▼▼▼
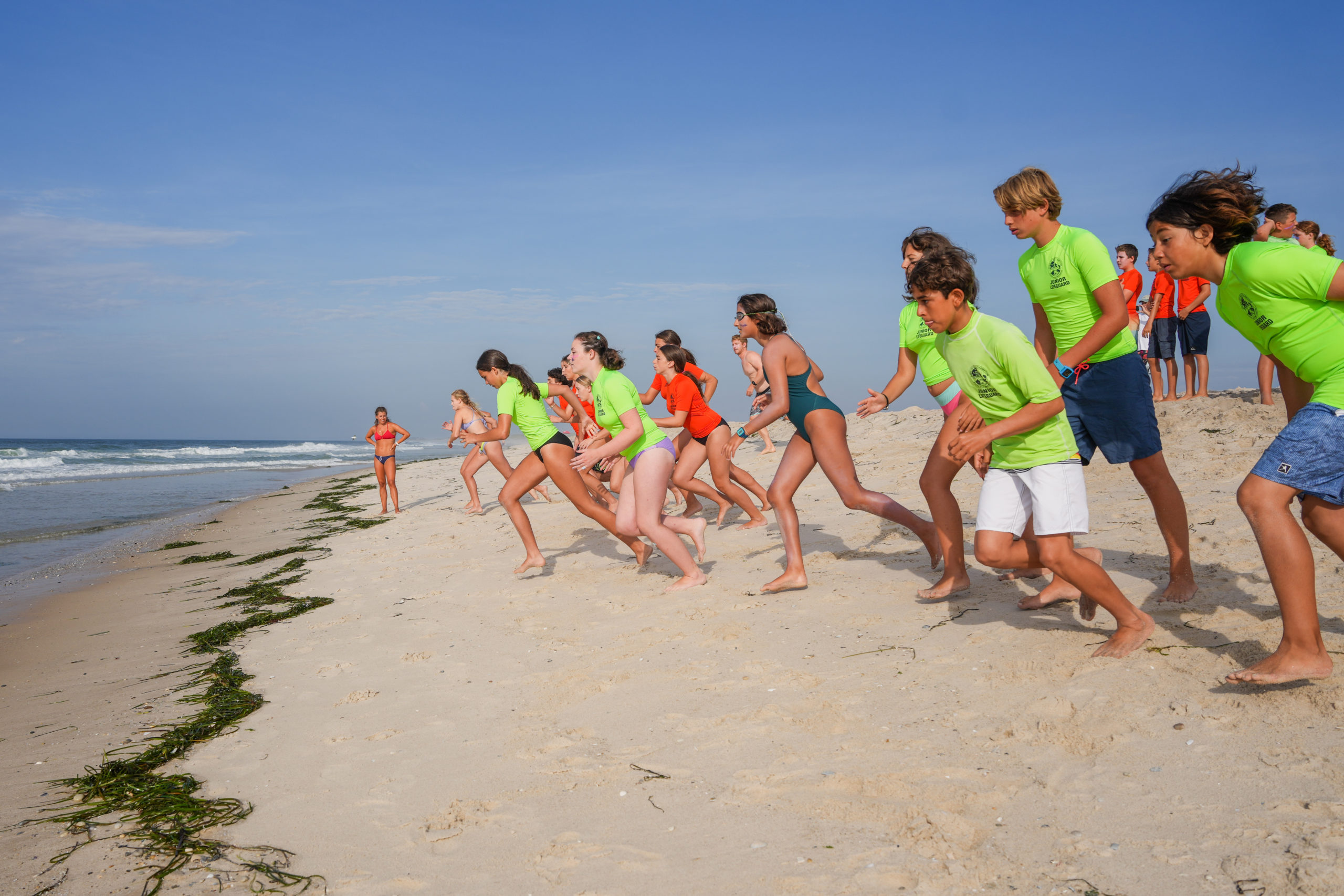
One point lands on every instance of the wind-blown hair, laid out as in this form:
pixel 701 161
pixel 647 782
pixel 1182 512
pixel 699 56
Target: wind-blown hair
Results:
pixel 1227 201
pixel 594 342
pixel 944 272
pixel 679 358
pixel 764 311
pixel 492 359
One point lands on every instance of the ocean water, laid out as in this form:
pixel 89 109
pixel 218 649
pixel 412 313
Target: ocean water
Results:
pixel 65 498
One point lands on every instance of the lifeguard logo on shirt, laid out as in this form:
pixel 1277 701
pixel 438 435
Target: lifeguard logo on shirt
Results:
pixel 1057 275
pixel 1249 307
pixel 982 382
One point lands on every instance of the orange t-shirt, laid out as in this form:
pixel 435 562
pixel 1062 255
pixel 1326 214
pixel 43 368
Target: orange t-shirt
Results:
pixel 680 394
pixel 1189 292
pixel 1166 289
pixel 659 383
pixel 1133 281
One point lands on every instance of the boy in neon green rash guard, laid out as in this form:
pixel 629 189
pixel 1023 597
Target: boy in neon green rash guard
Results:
pixel 1084 339
pixel 1288 304
pixel 917 350
pixel 1034 479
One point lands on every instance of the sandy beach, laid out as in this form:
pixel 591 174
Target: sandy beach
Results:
pixel 445 727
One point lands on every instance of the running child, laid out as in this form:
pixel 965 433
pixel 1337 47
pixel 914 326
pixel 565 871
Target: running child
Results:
pixel 917 349
pixel 759 387
pixel 1162 332
pixel 1131 281
pixel 709 434
pixel 1084 339
pixel 647 452
pixel 469 418
pixel 1288 304
pixel 1034 486
pixel 1193 328
pixel 820 440
pixel 521 399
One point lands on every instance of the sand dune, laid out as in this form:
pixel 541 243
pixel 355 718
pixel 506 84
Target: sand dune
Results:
pixel 445 727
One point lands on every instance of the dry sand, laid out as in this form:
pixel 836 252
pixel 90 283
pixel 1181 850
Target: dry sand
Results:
pixel 445 727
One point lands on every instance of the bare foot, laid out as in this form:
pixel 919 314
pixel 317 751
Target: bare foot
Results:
pixel 947 586
pixel 1285 664
pixel 531 563
pixel 1022 574
pixel 1179 590
pixel 1127 638
pixel 687 582
pixel 788 582
pixel 932 544
pixel 698 537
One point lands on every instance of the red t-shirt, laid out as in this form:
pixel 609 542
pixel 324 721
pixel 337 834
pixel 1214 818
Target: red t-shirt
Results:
pixel 682 394
pixel 1189 292
pixel 1133 281
pixel 1166 291
pixel 659 383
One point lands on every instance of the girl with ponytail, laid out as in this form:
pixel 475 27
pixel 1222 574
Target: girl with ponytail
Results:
pixel 468 417
pixel 1289 305
pixel 649 457
pixel 820 438
pixel 706 434
pixel 521 399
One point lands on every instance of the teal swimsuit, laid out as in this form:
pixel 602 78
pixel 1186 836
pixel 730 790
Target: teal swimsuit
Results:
pixel 803 400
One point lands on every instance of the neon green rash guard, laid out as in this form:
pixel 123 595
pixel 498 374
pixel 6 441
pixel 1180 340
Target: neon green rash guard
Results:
pixel 613 395
pixel 1000 371
pixel 1275 296
pixel 529 414
pixel 1061 277
pixel 917 336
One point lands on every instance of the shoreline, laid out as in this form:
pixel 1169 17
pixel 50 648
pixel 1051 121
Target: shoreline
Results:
pixel 448 727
▲▲▲
Copy the material word for word from its first line through the line with "pixel 65 498", including that line. Leave the picture out.

One point lands on every instance of the wind-blown hair, laid out as in this form:
pixel 701 161
pixel 647 782
pixel 1182 512
pixel 699 56
Target: wind-blown hair
Results:
pixel 1227 201
pixel 594 342
pixel 944 272
pixel 679 358
pixel 764 311
pixel 492 359
One point lands on every instance of the ocean water, laid out as in this form:
pixel 89 109
pixel 218 649
pixel 412 313
Target: ocean water
Results:
pixel 65 498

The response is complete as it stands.